__WHAT YOU SHOULD DO__
A complete answer lists every line of the entries below where the string "blue" appears.

+++ STUDY MATERIAL +++

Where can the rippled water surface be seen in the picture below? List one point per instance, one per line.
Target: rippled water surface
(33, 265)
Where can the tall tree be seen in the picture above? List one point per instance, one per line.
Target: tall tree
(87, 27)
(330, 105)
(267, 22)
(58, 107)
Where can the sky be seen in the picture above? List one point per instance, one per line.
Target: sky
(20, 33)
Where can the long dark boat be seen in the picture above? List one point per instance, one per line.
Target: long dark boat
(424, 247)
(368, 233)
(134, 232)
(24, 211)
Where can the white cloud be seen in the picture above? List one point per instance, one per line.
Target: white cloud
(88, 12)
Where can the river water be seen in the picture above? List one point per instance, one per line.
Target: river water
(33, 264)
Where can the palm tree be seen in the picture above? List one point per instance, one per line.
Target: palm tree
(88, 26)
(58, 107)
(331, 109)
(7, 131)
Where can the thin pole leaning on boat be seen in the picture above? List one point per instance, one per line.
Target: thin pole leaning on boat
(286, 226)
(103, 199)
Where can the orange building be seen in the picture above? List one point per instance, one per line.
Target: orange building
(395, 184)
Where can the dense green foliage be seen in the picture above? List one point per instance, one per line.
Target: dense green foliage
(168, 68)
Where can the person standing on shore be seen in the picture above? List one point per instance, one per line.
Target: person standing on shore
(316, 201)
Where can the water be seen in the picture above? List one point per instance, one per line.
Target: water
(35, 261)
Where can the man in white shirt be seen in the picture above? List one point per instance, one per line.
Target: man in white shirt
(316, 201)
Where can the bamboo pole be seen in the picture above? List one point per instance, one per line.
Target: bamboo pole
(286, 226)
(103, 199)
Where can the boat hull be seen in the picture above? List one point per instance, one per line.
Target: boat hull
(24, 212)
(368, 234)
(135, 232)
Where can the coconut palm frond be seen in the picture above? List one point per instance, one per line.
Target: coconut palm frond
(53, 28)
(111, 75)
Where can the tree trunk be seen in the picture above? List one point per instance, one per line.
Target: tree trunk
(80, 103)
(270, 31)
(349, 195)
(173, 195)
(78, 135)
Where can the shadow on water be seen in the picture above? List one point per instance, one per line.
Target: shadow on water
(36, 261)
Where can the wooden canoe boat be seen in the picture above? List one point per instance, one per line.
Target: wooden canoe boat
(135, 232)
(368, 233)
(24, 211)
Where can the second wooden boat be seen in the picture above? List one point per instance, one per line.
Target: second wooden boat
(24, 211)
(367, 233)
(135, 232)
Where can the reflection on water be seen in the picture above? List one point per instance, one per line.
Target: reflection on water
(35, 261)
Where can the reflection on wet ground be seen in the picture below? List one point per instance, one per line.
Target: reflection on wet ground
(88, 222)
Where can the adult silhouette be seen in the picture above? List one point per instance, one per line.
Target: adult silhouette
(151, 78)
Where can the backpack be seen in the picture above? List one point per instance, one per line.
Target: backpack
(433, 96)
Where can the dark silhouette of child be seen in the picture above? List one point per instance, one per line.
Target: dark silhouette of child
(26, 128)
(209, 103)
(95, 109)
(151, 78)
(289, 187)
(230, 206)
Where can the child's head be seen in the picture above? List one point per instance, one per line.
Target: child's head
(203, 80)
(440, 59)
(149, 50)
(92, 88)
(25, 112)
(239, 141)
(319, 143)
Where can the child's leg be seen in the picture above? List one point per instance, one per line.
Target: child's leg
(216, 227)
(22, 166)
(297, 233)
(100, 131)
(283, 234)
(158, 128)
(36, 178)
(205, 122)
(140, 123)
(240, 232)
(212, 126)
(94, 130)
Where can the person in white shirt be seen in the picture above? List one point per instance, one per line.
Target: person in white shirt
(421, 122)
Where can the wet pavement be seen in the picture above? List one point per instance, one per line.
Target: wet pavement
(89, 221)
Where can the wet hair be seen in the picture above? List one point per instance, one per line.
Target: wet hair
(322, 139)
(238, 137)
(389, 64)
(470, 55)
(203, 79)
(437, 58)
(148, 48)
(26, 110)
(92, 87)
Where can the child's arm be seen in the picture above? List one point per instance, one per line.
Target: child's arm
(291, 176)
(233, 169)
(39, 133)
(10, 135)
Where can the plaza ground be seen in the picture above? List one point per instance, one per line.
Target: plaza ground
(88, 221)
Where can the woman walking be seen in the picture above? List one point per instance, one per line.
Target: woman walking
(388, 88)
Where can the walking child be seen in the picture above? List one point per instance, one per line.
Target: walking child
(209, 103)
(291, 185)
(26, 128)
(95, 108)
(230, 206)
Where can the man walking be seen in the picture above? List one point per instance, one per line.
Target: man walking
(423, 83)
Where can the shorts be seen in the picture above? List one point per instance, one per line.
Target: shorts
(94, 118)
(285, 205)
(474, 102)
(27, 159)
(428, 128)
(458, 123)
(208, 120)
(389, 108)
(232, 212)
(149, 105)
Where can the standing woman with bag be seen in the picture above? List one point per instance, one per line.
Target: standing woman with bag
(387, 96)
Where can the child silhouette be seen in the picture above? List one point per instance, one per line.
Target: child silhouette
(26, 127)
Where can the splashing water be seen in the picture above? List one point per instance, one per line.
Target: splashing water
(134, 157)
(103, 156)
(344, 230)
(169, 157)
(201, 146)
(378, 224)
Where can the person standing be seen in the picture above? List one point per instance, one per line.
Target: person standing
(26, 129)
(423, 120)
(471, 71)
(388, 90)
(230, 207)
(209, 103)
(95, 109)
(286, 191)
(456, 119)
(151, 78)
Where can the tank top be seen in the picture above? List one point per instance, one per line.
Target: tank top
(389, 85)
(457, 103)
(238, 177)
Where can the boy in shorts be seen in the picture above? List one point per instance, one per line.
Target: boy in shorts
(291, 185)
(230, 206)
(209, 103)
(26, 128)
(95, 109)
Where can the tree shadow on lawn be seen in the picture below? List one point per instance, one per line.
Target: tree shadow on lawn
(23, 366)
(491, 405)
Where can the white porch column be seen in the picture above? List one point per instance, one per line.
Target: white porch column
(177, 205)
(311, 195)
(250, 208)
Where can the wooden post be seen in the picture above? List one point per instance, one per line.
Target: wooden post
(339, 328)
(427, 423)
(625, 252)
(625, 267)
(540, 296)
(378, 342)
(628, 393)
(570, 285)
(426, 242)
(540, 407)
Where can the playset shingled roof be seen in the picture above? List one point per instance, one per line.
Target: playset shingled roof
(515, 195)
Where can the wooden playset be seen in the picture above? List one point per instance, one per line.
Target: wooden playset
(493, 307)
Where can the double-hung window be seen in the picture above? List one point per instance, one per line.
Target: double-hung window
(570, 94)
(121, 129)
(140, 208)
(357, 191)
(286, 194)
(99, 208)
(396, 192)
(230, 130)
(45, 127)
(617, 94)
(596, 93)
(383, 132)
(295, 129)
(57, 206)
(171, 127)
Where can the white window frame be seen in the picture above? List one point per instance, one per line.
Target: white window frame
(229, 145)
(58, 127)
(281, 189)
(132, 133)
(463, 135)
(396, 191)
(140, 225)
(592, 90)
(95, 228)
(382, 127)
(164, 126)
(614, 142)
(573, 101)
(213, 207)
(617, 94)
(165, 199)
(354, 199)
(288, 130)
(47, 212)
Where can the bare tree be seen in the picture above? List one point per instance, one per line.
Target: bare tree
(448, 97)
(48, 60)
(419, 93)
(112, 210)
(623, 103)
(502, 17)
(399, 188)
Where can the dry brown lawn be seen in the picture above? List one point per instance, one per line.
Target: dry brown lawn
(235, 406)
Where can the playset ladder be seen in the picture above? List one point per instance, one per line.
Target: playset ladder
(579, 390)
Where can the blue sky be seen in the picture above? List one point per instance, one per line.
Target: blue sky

+++

__SOLVED EXERCISE__
Where can the blue sky be seen in the picture above? List one point per instance, one per line.
Target: blue sky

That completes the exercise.